[Saved entries]
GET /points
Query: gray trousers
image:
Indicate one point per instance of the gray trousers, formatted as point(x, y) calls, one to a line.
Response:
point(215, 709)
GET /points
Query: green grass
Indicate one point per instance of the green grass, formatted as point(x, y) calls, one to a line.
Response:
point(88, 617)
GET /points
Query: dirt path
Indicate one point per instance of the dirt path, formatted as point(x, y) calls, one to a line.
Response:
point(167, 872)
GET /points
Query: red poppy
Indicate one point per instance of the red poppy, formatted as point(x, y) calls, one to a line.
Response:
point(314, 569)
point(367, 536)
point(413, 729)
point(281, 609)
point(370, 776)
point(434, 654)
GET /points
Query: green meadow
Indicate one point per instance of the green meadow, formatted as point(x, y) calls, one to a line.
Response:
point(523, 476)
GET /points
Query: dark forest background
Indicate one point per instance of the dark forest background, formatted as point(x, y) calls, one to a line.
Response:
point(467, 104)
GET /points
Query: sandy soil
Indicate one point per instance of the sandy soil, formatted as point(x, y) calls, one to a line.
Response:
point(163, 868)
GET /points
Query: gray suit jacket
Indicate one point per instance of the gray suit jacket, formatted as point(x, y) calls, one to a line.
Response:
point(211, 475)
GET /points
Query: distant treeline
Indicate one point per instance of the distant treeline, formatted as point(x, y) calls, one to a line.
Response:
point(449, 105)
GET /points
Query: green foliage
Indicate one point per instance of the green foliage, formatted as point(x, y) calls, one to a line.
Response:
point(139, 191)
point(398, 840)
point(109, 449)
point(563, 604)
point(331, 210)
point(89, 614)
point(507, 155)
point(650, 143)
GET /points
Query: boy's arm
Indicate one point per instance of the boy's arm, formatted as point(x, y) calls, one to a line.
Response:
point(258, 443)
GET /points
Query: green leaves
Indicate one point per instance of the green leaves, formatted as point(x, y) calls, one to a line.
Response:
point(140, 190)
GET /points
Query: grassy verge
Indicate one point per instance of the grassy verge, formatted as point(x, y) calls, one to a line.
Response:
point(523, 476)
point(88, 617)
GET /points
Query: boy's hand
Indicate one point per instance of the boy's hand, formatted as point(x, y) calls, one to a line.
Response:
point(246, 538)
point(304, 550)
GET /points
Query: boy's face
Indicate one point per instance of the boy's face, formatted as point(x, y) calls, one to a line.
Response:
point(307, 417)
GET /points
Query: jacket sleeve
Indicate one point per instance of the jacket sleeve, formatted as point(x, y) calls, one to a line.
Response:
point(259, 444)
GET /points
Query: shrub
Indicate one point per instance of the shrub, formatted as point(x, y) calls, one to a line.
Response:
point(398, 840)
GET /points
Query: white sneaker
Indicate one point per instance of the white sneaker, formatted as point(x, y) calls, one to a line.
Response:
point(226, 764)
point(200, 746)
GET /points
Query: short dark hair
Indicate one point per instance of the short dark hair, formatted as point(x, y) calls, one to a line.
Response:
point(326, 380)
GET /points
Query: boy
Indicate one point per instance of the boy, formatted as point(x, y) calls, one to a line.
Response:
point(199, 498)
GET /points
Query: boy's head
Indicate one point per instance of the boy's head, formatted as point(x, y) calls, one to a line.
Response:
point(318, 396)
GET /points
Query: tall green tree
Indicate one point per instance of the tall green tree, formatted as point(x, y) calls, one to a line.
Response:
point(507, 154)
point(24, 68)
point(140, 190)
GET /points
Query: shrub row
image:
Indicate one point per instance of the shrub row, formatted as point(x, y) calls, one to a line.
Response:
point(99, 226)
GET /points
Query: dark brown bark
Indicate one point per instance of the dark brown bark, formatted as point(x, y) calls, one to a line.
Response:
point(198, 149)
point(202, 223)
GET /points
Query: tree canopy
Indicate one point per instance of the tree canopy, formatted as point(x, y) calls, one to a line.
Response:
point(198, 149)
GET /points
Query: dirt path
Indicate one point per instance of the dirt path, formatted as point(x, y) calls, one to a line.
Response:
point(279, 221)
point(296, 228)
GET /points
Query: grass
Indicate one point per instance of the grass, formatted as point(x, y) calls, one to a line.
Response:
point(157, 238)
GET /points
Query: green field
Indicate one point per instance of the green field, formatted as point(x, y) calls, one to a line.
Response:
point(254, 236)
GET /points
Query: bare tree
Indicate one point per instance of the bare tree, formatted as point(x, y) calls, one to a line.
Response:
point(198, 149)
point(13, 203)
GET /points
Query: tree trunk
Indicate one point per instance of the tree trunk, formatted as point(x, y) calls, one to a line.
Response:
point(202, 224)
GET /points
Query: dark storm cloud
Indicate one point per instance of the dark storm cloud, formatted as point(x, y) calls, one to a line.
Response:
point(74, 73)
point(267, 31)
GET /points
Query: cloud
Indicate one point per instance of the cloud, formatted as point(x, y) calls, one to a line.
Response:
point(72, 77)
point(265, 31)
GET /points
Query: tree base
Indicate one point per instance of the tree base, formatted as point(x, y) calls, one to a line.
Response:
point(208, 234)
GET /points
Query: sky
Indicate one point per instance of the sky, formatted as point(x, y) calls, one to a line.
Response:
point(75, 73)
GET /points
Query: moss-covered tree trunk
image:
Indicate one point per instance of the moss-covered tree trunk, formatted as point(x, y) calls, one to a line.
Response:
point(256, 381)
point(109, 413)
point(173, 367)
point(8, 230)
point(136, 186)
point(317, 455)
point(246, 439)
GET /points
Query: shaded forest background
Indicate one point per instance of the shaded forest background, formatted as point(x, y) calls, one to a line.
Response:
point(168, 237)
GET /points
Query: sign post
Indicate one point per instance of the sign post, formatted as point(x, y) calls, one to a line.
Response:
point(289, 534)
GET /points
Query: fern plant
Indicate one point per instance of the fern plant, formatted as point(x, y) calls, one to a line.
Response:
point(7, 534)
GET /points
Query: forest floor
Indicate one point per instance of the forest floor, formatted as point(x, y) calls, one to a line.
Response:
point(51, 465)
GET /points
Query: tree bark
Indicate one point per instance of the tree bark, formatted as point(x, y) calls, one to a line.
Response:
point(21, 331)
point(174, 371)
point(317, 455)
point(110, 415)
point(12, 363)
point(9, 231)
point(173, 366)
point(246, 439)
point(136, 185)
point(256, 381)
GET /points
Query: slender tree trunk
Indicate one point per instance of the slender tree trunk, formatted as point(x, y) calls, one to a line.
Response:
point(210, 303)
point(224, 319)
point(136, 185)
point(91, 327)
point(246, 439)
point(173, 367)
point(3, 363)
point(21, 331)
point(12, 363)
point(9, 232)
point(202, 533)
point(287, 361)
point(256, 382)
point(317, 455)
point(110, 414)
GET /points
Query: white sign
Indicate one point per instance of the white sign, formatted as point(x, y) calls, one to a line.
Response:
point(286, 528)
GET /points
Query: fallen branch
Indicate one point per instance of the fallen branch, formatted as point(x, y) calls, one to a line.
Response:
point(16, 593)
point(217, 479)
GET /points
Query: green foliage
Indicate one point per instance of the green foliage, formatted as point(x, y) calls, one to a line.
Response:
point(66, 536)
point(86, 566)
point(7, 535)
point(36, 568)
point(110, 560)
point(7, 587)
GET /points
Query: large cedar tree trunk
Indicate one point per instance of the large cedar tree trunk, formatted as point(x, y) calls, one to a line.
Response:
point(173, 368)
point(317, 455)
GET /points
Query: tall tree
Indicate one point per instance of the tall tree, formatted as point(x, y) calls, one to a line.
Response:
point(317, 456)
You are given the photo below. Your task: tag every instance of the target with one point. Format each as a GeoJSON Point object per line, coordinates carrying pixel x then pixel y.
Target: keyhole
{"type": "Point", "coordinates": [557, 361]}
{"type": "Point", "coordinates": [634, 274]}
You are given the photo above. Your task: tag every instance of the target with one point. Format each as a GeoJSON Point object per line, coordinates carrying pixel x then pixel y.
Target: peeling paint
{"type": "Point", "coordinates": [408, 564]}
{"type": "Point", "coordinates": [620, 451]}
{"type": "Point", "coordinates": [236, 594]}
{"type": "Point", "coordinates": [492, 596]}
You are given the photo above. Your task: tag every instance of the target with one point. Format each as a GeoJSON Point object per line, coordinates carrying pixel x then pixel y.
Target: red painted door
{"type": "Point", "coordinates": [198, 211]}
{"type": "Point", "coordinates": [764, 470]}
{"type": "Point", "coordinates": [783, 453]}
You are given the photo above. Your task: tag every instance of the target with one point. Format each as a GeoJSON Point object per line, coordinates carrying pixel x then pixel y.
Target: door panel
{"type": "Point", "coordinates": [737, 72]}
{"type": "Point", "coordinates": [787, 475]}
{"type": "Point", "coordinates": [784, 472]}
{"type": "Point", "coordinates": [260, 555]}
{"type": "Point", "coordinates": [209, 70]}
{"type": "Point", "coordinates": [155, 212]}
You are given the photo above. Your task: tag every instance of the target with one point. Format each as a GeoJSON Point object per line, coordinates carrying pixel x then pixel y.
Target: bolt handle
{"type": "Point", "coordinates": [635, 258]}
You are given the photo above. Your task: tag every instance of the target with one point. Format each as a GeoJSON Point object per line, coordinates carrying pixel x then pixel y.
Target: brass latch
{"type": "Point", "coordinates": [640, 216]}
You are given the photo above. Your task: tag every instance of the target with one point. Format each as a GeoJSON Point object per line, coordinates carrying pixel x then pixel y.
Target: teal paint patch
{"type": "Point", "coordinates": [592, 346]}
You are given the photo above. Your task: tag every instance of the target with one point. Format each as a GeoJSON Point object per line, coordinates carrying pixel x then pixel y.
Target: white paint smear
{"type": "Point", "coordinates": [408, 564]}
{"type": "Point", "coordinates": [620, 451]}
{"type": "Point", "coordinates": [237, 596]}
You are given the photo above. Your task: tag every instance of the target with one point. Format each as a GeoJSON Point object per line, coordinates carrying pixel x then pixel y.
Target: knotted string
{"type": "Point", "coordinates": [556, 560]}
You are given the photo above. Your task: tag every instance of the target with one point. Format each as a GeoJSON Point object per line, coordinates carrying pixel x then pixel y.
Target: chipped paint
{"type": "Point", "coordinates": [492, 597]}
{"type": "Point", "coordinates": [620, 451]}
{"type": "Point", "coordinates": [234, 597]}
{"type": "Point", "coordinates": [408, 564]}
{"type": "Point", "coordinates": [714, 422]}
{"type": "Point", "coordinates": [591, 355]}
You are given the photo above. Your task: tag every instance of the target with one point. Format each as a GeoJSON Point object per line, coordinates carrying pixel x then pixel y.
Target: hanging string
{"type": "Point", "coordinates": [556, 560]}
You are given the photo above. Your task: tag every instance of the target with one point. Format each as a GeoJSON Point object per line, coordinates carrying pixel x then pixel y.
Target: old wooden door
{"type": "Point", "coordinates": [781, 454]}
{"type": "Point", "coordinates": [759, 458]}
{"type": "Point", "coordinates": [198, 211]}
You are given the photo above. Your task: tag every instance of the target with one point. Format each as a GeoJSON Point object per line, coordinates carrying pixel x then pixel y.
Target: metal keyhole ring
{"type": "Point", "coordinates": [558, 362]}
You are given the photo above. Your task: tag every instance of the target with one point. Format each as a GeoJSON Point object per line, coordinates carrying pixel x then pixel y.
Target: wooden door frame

- [ABOUT THIS TASK] Could you count how many lines in the records contain the word "hair"? Only the number is needed.

- [TASK RESULT] 2